--- SET PROBLEM ---
Turn the rows below into a numbered list, omitting blank lines and leaving out the pictures.

--- STORED ROWS ---
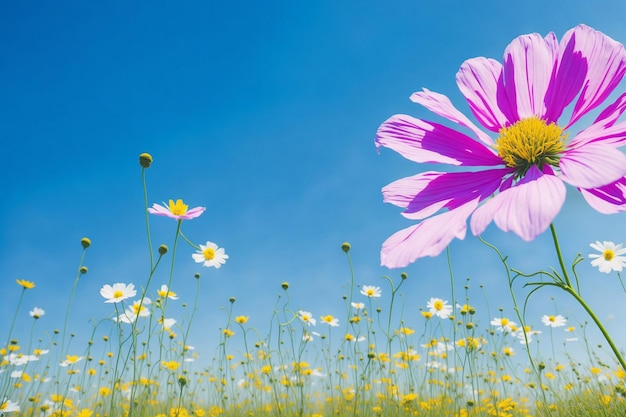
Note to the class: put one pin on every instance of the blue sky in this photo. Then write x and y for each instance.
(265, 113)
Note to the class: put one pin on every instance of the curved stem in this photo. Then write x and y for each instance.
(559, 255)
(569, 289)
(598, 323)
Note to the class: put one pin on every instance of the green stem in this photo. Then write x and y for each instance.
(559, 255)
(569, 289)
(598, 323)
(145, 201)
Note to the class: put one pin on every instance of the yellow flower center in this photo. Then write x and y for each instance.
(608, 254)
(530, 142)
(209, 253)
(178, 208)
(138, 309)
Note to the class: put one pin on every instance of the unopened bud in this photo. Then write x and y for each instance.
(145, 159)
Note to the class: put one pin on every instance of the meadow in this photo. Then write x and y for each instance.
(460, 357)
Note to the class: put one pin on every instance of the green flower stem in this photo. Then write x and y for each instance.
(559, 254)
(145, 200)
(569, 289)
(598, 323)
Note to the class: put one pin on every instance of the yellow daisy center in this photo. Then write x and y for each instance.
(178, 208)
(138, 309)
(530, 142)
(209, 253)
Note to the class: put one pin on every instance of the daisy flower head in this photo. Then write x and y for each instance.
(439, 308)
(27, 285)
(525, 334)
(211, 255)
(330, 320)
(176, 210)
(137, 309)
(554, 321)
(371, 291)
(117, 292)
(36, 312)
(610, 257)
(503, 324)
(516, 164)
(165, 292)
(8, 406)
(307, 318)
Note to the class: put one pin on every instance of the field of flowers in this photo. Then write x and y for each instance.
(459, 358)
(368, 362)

--- WRITTEN RESPONSE ---
1. Note to the class: put one pin on every instance of the blue sky in this photo. Then write x and y for each instance.
2. (265, 113)
3. Note to the class: put one pin on every instance of the curved stem in this photo. Then write x and y for each instance.
4. (559, 255)
5. (569, 289)
6. (598, 323)
7. Note to the class: put one pin on every instance of the green stem in this photo. Then write x and y for each instance.
8. (559, 255)
9. (569, 289)
10. (598, 323)
11. (145, 201)
12. Note to the class: put one pin on every instance of the yellow flower center in this photo. Then write x and y for each instance.
13. (608, 254)
14. (530, 142)
15. (209, 253)
16. (178, 208)
17. (138, 309)
18. Note to the class: put one pin on every instance of the unopened bud in this photo. Then write x and y for each instance.
19. (145, 159)
20. Note to the class: put one pin on every instance of the meadow in this photo. Then write x and y for each instance.
21. (460, 357)
22. Note to the class: put one pin on every instance of the green flower stem in this photo. Then write x and y for each instance.
23. (559, 254)
24. (145, 200)
25. (569, 289)
26. (598, 323)
27. Note to the class: put one pin on every instance of the yellow daisy center in this photo. Then write x and y for each instance.
28. (178, 208)
29. (138, 309)
30. (530, 142)
31. (209, 253)
32. Note to the class: put one pin on every instance of the daisy flower head in this photo. Then write x and y for each instance.
33. (439, 308)
34. (27, 285)
35. (525, 334)
36. (211, 255)
37. (330, 320)
38. (176, 210)
39. (137, 309)
40. (554, 321)
41. (371, 291)
42. (117, 292)
43. (36, 312)
44. (610, 257)
45. (503, 324)
46. (516, 164)
47. (165, 292)
48. (8, 406)
49. (307, 318)
50. Note to the class: put one pin on every instance of the field of flowers in this photo. Then write x and y for each instance.
51. (459, 358)
52. (368, 362)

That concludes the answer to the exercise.